━━━ Page ━━━
Upon his arrest, Ramirez was charged with criminal possession of a weapon in the second degree under NYPL § 265.03(3), which prohibits a person from possessing "any loaded firearm." He was also charged with endangering the welfare of a child, or "knowingly act[ing] in a manner likely to be injurious to the physical, mental or moral welfare of a child less than seventeen years old." NYPL § 260.10(1). The undisputed facts of this case provide ample support for probable cause for Ramirez's arrest and his prosecution on both charges.

The PAPD received a call from Ramirez that his girlfriend had a gun in her car. The officers then found the loaded firearm on the floor behind one of the front seats in the car, near the child's car seat. Neither Ramirez nor his girlfriend had a license to carry a firearm in New York, and even if Ramirez was protected by LEOSA, the PAPD officers had probable cause to arrest him. Probable cause requires the officers to have the belief that "an offense" had been committed. Fabrikant, 691 F.3d at 214 (emphasis added) (citation omitted). The precise charges and possible defenses do not need to be known at the time of arrest. See Torraco, 615 F.3d at 140 (holding that there was probable cause to arrest someone for possession of a firearm, even though it was later found that 18 U.S.C. § 926A provided him with a defense to the charge). Moreover, there was sufficient information such that the DA's office could reasonably believe Ramirez was guilty of the offenses at the early stage of his prosecution. Ramirez's indictment was dismissed due to a procedural defect and not because the evidence was insufficient to establish probable cause. Finally, even if LEOSA protected Ramirez from arrest for carrying a concealed weapon and the DA's office should have known of its provisions, Ramirez was not charged with only that violation of the law. There was probable cause to prosecute Ramirez on the child endangerment charge because the loaded gun was found in the same area of the car as his two-year-old daughter's car seat. Ramirez does not dispute any of the material facts related to probable cause.

II. Section 1983: LEOSA

The plaintiff also alleges that a violation of LEOSA, 18 U.S.C. § 926B, forms the basis for a claim under § 1983. In support of their motion to dismiss, the Port Authority Defendants argue that LEOSA does not create a federal right that is actionable under § 1983. Ramirez did not address this argument in his opposition brief. Whether LEOSA creates an individual federal right is a question of first impression in this circuit.
━━━ Recorded information ━━━
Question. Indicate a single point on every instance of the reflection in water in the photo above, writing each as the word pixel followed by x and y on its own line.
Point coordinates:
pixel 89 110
━━━
What to produce: Pick up the passage on Ramirez's arrest and LEOSA after its final sentence and extend it.

Task response:
Section 1983 "is enforceable only for violations of federal rights, not merely violations of federal laws." Torraco, 615 F.3d at 136. There are three factors, known as the "Blessing factors," that are used to determine the existence of a federal right. Id. They are: (1) "Congress must have intended that the provision in question benefit the plaintiff"; (2) "the plaintiff must demonstrate that the right assertedly protected by the statute is not so 'vague and amorphous' that its enforcement would strain judicial competence"; and (3) "the statute must unambiguously impose a binding obligation on the States." Id. (citation omitted). These factors should not be applied "too strictly," however, because there may be "other considerations" that "show that Congress did not intend to create federal rights actionable under § 1983." Id. (citation omitted). Moreover, "where the text and structure of a statute provide no indication that Congress intends to create new individual rights, there is no basis for a private suit . . . under § 1983." Gonzaga Univ. v. Doe, 536 U.S. 273, 286 (2002). In sum, nothing "short of an unambiguously conferred right" can "support a cause of action brought under § 1983." Id. at 283.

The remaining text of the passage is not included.